About this exercise: Looking at the data that follows, count the lines containing the word "foot" and write down only that count.

Raw data:
::::::::::

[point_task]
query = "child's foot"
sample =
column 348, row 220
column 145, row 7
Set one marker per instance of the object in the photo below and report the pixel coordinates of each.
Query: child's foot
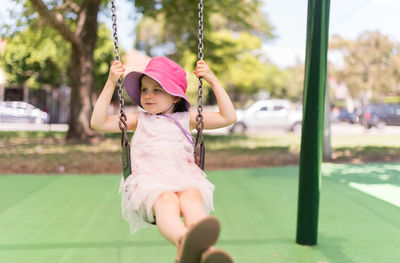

::::::::::

Result of the exercise: 2